- **Given data**
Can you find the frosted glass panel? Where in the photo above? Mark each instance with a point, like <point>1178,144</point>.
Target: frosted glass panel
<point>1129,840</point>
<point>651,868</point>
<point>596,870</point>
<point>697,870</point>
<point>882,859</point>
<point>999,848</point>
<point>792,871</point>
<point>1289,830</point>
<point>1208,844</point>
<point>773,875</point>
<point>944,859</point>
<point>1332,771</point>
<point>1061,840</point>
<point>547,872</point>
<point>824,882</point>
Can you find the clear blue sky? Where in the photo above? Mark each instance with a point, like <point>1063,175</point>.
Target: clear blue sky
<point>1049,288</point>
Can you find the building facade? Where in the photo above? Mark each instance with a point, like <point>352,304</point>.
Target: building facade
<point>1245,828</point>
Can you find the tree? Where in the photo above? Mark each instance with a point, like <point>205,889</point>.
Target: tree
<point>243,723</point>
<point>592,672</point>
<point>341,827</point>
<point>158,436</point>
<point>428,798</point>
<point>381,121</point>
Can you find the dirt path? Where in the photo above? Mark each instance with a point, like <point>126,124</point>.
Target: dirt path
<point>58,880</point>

- **Problem requirements**
Rewrite every line of the entries above as a Markdown table with the columns Row and Line. Number each row, and leave out any blank lines.

- **Full solution**
| Row | Line |
|---|---|
| 1 | Can you find the frosted glass panel? Where in the photo above? Mark each instance with a point, like <point>1178,144</point>. |
| 2 | Target: frosted glass panel |
| 3 | <point>1129,840</point> |
| 4 | <point>651,868</point> |
| 5 | <point>596,870</point> |
| 6 | <point>697,870</point> |
| 7 | <point>882,859</point> |
| 8 | <point>999,848</point> |
| 9 | <point>792,871</point> |
| 10 | <point>1289,830</point> |
| 11 | <point>1208,844</point> |
| 12 | <point>773,875</point> |
| 13 | <point>944,859</point> |
| 14 | <point>1332,771</point> |
| 15 | <point>1061,840</point> |
| 16 | <point>547,872</point> |
| 17 | <point>824,882</point> |
| 18 | Can you find the clear blue sky? Where in the photo above? Mark each instance with a point, like <point>1063,175</point>. |
| 19 | Target: clear blue sky |
| 20 | <point>1049,288</point> |
| 21 | Can you find the building facade? Where in the photo above? Mark each instance with a point, like <point>352,304</point>. |
| 22 | Target: building facade |
| 23 | <point>1245,828</point> |
| 24 | Can you find the tree? Where in the photo above? Mark each instance with a point, like <point>205,889</point>. |
| 25 | Target: tree |
| 26 | <point>243,723</point> |
| 27 | <point>592,672</point> |
| 28 | <point>341,827</point> |
| 29 | <point>158,436</point> |
| 30 | <point>428,798</point> |
| 31 | <point>381,121</point> |
| 32 | Can you find the dirt path? Where in the photo above? Mark each instance with a point, like <point>126,124</point>. |
| 33 | Target: dirt path |
| 34 | <point>58,880</point> |